**Consigne 1:** Relevez toutes les lignes qui contiennent le mot « tree ».

**Texte source:**
^^^^

La Presse Anarchiste

Mouvement social

 

Paris
 — La loi contre le droit à la grève s’élabore
et mijote. On nous en a déjà don­né, dans la
presse, un avant-goût allé­chant. L’article 2, en
effet, édicte une peine de six jours à six mois
d’emprisonnement et de 16 à 500 francs d’amende —
cer­tai­ne­ment plus sou­vent le maxi­mum que le mini­mum — contre
« toute coa­li­tion de la part des employés et
ouvriers des éta­blis­se­ments de la guerre et de la marine, des
manu­fac­tures de tabacs, des manu­fac­tures d’allumettes, et des
agents des com­pa­gnies de che­mins de fer et des che­mins de fer de
l’État, pour faire ces­ser, sus­pendre ou empê­cher le
tra­vail ». En outre, les chefs ou moteurs seront punis
d’un empri­son­ne­ment de deux à cinq ans, et, enfin, « toute
pro­vo­ca­tion publique à com­mettre le délit ci-dessus
spé­ci­fié sera pour­sui­vie devant les tribunaux
cor­rec­tion­nels — pas le jury, certes ! qui pour­rait se laisser
émou­voir ou juger en conscience — et punie d’un
empri­son­ne­ment de trois mois à deux ans, et d’une amende de
100 francs à 3000 francs ». Et voilà !
L’empire, que les gou­ver­nants d’aujourd’hui nous représentent
comme une époque d’intolérable asservissement,
haïs­sable au der­nier point, admet­tait — en prin­cipe, du moins
 — le droit de grève. Nos libé­raux égalitaires
et fra­ter­ni­taires de la Répu­blique sont plus auto­ri­taires que
l’autocrate lui-même. Et lorsque, la bouche en cul de dinde
et la main sur le revers gauche de l’habit, ils vien­dront assurer
« les classes ouvrières de leur dévouement
et de leur pro­fonde sym­pa­thie », il y aura encore des
légions d’imbéciles pour se pas­sion­ner en faveur de
tel ou tel de ces pitres de bas étage.

^^^^

**Consigne 2:** Recopiez à l'identique le passage du texte sur le droit de grève qui commence par les mots « L’empire, que les » et s'achève sur « pitres de bas étage. ».

**Lignes de l'exercice:**
^^^^

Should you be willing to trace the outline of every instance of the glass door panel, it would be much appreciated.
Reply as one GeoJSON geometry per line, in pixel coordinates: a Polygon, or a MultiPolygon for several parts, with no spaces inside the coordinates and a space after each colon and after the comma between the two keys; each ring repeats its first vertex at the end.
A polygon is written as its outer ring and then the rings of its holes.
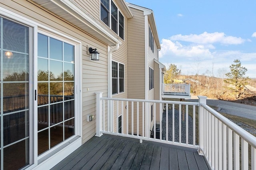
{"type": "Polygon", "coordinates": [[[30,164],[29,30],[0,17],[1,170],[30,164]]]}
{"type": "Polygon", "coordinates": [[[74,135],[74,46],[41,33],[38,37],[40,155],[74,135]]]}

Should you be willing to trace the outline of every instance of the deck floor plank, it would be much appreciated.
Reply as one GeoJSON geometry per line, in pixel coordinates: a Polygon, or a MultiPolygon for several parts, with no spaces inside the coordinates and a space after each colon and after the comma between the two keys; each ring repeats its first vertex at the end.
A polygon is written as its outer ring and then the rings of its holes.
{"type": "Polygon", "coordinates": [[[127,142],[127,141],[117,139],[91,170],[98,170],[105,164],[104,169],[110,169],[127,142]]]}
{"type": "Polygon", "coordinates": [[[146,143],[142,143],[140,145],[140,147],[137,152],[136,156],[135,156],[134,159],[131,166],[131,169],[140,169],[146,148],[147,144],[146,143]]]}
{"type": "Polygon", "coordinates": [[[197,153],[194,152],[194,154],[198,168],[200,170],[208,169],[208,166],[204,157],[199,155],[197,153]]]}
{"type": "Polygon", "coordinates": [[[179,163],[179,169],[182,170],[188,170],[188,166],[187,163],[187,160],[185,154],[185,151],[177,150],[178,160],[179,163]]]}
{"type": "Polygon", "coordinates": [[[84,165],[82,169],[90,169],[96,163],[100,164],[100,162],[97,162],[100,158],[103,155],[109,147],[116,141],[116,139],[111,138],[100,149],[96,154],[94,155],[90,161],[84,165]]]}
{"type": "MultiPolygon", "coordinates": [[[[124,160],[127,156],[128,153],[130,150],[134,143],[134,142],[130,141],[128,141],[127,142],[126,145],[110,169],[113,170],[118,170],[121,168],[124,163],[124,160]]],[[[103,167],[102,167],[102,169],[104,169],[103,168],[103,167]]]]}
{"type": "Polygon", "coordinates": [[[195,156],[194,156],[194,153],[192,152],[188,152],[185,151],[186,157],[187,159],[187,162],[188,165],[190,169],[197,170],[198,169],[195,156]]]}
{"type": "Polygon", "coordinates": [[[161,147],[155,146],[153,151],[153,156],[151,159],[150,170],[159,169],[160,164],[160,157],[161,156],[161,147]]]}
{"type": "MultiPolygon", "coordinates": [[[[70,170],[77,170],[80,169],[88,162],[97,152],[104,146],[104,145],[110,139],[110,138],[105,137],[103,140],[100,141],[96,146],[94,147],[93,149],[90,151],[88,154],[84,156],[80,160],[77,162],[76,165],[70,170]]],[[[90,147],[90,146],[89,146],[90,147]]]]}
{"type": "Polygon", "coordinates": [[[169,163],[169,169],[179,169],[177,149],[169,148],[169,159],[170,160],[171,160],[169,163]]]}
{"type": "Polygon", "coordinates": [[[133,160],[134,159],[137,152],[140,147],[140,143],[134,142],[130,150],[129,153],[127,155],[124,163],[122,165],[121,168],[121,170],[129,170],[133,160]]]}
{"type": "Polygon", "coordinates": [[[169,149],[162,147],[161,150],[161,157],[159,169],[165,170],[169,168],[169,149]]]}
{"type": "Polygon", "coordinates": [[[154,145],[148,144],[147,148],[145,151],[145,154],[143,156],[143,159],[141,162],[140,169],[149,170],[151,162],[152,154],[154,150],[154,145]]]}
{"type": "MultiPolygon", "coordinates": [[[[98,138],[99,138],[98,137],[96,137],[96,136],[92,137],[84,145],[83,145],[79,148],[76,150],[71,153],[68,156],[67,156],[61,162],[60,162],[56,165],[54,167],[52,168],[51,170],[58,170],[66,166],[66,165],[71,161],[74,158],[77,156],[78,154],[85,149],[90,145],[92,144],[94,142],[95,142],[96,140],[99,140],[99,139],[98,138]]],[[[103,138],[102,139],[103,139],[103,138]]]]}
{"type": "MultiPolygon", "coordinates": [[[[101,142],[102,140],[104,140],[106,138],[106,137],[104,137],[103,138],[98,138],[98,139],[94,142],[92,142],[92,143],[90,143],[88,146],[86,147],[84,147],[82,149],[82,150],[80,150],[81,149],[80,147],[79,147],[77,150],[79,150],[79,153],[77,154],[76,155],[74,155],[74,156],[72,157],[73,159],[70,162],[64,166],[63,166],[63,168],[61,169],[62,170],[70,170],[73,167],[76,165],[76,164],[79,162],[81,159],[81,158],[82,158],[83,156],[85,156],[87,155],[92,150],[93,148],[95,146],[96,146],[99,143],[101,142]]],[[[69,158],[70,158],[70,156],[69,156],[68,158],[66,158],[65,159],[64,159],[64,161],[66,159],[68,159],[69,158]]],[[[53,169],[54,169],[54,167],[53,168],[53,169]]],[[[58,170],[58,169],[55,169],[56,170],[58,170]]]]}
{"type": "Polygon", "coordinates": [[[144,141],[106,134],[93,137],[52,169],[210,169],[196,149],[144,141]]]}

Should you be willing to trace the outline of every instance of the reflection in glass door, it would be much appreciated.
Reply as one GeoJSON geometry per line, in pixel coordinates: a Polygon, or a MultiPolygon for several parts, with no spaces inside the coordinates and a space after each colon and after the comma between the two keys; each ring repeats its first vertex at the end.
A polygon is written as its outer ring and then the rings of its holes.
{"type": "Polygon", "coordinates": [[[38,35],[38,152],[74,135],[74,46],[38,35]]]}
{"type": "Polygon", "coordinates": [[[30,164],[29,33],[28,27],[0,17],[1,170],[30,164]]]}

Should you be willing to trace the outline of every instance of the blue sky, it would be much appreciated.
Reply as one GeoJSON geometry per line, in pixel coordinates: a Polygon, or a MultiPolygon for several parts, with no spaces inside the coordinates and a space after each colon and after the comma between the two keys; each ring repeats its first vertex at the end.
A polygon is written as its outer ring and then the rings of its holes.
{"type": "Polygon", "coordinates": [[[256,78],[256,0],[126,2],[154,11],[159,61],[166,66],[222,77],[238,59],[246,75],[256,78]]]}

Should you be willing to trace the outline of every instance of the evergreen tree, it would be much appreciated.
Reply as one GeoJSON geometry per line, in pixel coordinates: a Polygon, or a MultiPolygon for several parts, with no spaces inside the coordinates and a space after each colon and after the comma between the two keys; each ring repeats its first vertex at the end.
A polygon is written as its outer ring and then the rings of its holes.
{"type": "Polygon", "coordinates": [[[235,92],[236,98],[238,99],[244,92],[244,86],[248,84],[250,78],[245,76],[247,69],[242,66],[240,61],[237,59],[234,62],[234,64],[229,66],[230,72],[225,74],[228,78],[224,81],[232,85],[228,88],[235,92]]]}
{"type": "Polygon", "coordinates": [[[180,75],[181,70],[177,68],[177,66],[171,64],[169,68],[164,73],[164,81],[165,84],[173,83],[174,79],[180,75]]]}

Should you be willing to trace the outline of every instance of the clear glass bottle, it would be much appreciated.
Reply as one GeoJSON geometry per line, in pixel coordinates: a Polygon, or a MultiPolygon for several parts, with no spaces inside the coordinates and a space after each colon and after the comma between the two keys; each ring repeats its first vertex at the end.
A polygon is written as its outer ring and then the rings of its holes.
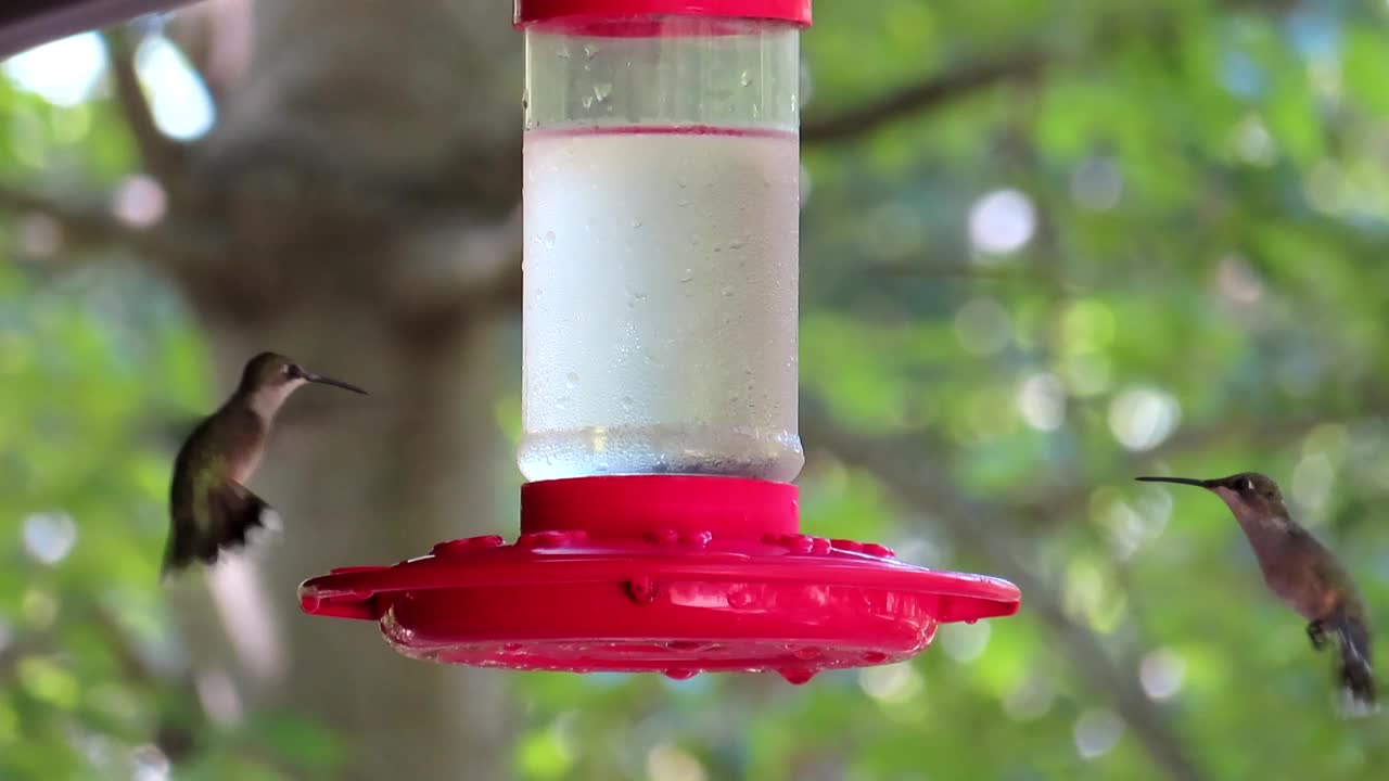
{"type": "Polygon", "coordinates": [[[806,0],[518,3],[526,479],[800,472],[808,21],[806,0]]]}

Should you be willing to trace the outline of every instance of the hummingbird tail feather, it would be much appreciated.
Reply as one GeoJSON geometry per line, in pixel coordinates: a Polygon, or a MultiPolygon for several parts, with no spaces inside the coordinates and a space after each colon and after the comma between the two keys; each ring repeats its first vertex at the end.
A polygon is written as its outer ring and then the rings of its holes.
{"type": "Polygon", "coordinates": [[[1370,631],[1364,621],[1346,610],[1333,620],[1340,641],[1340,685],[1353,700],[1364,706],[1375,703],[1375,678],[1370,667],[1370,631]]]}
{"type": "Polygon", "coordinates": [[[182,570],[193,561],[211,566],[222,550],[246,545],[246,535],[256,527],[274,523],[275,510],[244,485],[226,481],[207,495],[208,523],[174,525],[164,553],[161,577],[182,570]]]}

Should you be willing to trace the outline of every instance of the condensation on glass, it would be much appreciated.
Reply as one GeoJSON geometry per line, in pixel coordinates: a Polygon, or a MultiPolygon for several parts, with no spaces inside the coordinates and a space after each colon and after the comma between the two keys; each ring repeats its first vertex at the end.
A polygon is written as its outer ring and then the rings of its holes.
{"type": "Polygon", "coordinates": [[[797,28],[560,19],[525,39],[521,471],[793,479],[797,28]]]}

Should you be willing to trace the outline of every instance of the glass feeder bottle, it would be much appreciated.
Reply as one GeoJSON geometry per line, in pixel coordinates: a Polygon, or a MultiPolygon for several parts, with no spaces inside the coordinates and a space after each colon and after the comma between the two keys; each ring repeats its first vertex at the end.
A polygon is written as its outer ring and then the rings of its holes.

^^^^

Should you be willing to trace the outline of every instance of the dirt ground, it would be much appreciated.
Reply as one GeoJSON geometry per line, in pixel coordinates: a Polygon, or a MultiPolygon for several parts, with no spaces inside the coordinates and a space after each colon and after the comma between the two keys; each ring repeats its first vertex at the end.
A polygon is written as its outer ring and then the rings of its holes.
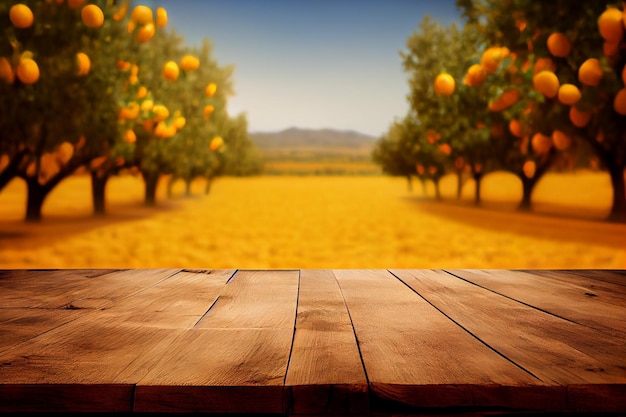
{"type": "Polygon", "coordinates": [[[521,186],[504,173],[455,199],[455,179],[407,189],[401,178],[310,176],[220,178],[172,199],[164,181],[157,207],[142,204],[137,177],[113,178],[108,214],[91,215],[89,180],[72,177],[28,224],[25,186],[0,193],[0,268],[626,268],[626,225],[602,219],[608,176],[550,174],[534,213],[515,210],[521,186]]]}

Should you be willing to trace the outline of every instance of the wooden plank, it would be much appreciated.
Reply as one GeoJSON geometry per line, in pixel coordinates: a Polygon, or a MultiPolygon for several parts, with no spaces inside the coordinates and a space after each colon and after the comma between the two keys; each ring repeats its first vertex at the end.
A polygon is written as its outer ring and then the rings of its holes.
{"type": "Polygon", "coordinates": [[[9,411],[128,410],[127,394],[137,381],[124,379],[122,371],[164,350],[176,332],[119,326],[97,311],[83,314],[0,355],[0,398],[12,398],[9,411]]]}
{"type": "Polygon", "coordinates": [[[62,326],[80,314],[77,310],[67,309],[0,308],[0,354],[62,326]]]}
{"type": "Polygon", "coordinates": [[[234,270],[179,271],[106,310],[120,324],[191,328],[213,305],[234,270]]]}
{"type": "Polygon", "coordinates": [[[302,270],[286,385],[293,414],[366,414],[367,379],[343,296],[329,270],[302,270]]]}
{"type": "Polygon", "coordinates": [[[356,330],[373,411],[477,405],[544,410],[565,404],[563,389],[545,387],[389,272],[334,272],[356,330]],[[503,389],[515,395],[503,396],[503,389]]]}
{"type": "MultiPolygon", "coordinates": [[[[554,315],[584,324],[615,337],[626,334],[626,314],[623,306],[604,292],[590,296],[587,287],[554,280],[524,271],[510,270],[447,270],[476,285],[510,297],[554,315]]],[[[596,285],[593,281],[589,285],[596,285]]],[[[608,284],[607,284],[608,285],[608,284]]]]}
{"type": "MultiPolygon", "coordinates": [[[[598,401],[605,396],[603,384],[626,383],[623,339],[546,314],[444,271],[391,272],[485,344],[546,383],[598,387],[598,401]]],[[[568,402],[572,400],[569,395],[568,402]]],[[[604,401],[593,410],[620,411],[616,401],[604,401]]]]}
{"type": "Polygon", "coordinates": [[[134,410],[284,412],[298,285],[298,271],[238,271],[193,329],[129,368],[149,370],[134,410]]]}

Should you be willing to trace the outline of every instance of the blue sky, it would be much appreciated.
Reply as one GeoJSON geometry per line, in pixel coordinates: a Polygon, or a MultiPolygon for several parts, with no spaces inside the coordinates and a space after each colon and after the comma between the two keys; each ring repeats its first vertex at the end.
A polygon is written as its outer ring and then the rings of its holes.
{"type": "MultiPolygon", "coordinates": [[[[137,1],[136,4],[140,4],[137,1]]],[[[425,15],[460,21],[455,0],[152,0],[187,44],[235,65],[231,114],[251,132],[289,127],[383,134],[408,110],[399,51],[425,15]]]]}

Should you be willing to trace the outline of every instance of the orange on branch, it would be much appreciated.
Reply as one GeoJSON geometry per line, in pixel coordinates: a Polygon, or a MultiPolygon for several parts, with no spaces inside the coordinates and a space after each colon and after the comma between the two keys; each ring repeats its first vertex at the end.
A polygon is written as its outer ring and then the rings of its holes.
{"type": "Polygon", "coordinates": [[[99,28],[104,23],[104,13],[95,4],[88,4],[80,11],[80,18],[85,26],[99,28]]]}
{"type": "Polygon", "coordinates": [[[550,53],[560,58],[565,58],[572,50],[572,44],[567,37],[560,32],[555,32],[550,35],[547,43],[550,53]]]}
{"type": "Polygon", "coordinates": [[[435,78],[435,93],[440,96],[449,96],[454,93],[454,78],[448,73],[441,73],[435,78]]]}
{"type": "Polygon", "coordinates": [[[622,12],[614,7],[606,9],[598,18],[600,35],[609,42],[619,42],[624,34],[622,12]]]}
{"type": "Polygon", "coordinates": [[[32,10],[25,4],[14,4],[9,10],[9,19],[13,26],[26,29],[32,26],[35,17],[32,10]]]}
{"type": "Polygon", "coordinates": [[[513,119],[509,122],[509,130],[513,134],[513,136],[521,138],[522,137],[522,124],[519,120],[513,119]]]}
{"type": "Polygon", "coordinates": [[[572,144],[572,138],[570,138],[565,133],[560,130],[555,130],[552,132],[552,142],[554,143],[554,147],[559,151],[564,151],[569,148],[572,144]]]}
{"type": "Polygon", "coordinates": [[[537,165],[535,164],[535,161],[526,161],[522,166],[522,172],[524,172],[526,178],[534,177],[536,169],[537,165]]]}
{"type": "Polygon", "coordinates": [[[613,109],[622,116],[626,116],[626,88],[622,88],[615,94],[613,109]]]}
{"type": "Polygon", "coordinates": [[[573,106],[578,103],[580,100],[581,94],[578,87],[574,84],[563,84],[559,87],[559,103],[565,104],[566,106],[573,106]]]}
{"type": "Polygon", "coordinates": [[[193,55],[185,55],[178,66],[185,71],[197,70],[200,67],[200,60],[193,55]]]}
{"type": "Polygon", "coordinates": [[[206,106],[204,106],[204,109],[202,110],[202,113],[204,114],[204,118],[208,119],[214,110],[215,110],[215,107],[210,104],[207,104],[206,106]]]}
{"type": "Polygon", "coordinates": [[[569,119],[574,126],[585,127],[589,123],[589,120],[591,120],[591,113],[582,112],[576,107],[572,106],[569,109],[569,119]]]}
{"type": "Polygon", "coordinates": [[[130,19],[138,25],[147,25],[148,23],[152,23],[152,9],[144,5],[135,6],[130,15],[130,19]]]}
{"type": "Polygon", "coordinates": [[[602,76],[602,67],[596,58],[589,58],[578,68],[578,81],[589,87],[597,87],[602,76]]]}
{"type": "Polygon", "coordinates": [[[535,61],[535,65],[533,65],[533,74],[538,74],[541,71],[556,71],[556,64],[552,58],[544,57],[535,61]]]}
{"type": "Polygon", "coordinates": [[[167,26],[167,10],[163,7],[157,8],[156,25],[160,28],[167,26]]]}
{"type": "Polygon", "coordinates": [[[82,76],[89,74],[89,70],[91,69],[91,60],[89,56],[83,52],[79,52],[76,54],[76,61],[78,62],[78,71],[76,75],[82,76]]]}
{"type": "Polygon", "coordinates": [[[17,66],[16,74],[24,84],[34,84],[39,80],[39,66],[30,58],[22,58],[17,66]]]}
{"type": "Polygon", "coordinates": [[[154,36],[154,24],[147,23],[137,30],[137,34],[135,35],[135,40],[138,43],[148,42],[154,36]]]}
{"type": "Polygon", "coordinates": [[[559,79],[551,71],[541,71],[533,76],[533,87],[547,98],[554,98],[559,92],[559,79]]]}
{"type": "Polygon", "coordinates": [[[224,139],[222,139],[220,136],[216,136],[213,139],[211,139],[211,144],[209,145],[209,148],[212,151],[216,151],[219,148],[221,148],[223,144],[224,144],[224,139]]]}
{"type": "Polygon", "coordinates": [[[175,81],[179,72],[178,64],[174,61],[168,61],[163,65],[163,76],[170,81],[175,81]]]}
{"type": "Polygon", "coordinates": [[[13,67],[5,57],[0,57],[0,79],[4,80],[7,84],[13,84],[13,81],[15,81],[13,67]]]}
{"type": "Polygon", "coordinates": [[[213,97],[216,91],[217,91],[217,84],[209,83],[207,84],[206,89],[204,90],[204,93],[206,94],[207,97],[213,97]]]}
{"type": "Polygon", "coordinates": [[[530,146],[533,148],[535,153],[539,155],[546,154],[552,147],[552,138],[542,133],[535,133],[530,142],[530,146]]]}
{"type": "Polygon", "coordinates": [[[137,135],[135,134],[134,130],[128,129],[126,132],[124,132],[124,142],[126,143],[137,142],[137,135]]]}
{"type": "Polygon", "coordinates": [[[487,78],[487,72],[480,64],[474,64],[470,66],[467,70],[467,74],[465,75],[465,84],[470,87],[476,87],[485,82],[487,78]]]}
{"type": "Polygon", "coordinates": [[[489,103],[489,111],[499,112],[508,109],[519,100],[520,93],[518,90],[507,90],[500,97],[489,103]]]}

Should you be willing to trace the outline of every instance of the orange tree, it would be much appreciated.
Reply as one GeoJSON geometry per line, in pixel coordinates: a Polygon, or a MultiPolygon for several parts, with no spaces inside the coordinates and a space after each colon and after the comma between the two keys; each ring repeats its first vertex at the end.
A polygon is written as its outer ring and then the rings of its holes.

^^^^

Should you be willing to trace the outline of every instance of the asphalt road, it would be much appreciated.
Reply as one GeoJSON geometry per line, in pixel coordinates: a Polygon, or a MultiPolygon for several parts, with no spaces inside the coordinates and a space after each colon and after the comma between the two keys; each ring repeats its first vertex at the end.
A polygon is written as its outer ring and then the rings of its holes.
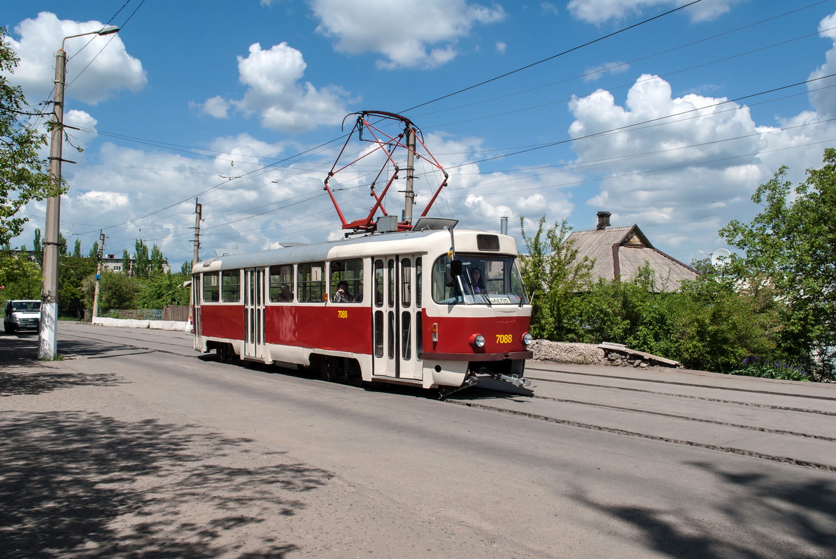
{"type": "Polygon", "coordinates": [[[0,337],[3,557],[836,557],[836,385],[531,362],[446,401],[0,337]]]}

^^^^

**Réponse attendue 1:**
Should you be willing to trace the outline of every instance of the evergreen tree, it would be much appreciated.
Should you be willing to trace the outline of every instance of the orange tree, it would be much appreciated.

**Réponse attendue 2:**
L’empire, que les gou­ver­nants d’aujourd’hui nous représentent
comme une époque d’intolérable asservissement,
haïs­sable au der­nier point, admet­tait — en prin­cipe, du moins
 — le droit de grève. Nos libé­raux égalitaires
et fra­ter­ni­taires de la Répu­blique sont plus auto­ri­taires que
l’autocrate lui-même. Et lorsque, la bouche en cul de dinde
et la main sur le revers gauche de l’habit, ils vien­dront assurer
« les classes ouvrières de leur dévouement
et de leur pro­fonde sym­pa­thie », il y aura encore des
légions d’imbéciles pour se pas­sion­ner en faveur de
tel ou tel de ces pitres de bas étage.